▸ DOCUMENT SEGMENT:

★ ★ ★ ★ ★

Only about one out of three conceptions leads to birth.1 Approximately a third of embryos fail to attach to the uterus, while another third is lost after the embryo implants.
“Human reproduction is quite inefficient, and we can consider implantation [as] the bottleneck,” said Amélie Godeau, a biophysicist at the Institute for Bioengineering of Catalonia, in a press release video.
Researchers didn’t have a good way to study this process in the lab—until now. Recently, Godeau and her team developed a synthetic platform to model human embryonic development during implantation and beyond.2 Their work, published in Science Advances, allowed the researchers to visualize human embryo implantation live for the first time. This advance may one day help solve issues associated with fertility and pregnancy losses.
Godeau's team developed two systems, one 2D and the other 3D, to mimic different stages of embryo implantation. To simulate the extracellular environment that human embryos encounter while attaching to the womb, both platforms consisted of collagen, which is abundant in the uterus, and other proteins that are critical in early development. The researchers ensured that implanted embryos were developing properly in their synthetic womb systems by staining for standard marker proteins such as OCT4, GATA6, and CK7.
Using a high-resolution microscope, the team made time-lapse movies which showed the embryo's interaction with the synthetic matrix around it. The researchers also quantified how the embryo displaced its surrounding matrix, capturing the biomechanical dynamics of this contact.
“Our system allows the embryo to implant, and this allows us to study the development of the human embryo beyond the implantation stage,” Samuel Ojosnegros, a bioengineer at the Institute for Bioengineering of Catalonia and senior author of the work, said in the video. Human embryo implantation typically takes place around five days after fertilization, and using their platforms, the researchers could follow embryonic development for up to six days following implantation.
Samuel Ojosnegros, Anna Seriola and Amélie Godeau (from left to right), who are researchers at the Institute for Bioengineering of Catalonia, recently developed a platform that allowed researchers to visualize and quantify human embryo implantation for the first time.
Institute for Bioengineering of Catalonia (IBEC)

★ ★ ★ ★ ★

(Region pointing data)
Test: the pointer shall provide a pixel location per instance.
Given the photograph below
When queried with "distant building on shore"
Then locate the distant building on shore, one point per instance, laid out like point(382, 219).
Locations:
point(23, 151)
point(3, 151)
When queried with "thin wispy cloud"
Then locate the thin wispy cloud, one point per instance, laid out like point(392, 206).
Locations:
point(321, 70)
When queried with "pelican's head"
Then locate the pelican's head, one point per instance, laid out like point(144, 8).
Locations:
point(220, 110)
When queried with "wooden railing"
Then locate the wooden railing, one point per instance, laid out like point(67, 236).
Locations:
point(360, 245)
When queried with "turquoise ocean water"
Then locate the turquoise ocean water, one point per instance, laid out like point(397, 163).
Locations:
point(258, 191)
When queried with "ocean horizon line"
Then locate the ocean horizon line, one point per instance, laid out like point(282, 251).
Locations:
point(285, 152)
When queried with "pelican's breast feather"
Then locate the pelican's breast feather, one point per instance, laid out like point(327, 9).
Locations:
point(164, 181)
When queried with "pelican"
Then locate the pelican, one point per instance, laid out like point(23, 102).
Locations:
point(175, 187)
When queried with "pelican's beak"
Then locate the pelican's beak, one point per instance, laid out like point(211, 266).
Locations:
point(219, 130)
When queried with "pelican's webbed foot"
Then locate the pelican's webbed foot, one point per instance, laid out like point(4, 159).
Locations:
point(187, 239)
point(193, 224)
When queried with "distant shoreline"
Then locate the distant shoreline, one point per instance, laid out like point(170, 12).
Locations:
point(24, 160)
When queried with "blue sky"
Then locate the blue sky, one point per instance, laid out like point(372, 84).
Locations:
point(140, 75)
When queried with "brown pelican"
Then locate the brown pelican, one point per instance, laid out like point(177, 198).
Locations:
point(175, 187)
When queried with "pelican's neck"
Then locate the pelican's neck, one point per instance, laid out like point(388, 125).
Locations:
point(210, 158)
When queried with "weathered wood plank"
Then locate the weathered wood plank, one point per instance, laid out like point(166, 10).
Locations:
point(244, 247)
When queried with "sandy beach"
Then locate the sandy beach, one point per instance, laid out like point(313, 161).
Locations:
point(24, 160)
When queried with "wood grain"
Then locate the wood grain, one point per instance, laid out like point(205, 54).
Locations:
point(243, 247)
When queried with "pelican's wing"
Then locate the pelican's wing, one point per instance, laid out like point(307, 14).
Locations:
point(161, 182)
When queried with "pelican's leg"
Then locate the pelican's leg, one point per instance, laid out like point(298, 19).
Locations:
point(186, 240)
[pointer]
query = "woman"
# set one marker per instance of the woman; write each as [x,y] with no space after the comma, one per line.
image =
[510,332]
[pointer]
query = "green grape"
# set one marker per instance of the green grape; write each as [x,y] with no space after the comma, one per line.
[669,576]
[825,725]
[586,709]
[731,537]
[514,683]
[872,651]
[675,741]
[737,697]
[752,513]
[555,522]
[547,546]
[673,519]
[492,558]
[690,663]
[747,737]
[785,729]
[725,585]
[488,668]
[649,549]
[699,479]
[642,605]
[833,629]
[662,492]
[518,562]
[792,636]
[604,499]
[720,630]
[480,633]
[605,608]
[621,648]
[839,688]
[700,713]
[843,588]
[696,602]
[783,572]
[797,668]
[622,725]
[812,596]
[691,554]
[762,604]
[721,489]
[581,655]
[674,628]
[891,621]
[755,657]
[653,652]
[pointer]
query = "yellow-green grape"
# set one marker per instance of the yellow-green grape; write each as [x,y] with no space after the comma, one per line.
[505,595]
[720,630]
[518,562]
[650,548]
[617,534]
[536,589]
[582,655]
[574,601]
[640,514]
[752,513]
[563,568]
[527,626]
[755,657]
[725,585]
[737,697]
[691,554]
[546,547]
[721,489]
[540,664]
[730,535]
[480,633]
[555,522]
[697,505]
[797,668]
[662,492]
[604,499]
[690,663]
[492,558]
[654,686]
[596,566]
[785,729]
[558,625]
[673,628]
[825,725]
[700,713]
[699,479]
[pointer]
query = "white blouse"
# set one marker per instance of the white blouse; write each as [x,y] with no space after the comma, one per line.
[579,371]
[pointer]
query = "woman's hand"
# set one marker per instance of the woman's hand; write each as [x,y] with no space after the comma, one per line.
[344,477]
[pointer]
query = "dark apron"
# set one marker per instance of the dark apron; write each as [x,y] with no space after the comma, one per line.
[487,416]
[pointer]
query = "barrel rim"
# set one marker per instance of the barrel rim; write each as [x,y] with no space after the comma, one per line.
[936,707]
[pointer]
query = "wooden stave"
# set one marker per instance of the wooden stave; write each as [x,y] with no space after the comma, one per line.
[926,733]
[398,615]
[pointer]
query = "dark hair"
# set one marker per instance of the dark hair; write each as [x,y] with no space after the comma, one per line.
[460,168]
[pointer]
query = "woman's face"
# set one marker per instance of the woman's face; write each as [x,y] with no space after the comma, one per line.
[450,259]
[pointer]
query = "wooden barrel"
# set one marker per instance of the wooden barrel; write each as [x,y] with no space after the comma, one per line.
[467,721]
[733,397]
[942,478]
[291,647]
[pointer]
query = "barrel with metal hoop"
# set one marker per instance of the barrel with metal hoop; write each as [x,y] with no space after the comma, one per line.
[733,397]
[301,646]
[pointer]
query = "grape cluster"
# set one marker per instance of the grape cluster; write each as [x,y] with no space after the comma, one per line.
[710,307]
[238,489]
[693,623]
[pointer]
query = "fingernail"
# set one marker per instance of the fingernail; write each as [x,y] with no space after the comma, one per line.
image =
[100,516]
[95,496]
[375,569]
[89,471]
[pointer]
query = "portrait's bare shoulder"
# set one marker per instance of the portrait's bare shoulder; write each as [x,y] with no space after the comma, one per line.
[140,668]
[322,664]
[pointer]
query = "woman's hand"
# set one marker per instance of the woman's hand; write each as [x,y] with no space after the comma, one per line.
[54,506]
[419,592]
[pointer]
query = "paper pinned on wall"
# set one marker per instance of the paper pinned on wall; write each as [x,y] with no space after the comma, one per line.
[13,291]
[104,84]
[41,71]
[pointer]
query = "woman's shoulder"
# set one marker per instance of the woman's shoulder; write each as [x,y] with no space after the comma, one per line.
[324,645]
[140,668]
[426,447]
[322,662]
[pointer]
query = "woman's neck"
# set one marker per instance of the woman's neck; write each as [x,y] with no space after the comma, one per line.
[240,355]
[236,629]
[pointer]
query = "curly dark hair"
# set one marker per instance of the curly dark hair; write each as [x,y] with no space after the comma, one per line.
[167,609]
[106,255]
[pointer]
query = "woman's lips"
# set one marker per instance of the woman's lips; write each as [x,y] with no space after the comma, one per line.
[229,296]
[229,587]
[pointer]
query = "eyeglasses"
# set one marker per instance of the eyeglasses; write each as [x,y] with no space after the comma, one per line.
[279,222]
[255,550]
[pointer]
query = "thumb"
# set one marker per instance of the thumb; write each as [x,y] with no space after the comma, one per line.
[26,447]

★ ★ ★ ★ ★

▸ DIRECTIONS: Reproduce verbatim the passage of the embryo implantation article starting at "Using a high-resolution" and ending at "days following implantation.".

▸ WRITTEN ANSWER:
Using a high-resolution microscope, the team made time-lapse movies which showed the embryo's interaction with the synthetic matrix around it. The researchers also quantified how the embryo displaced its surrounding matrix, capturing the biomechanical dynamics of this contact.
“Our system allows the embryo to implant, and this allows us to study the development of the human embryo beyond the implantation stage,” Samuel Ojosnegros, a bioengineer at the Institute for Bioengineering of Catalonia and senior author of the work, said in the video. Human embryo implantation typically takes place around five days after fertilization, and using their platforms, the researchers could follow embryonic development for up to six days following implantation.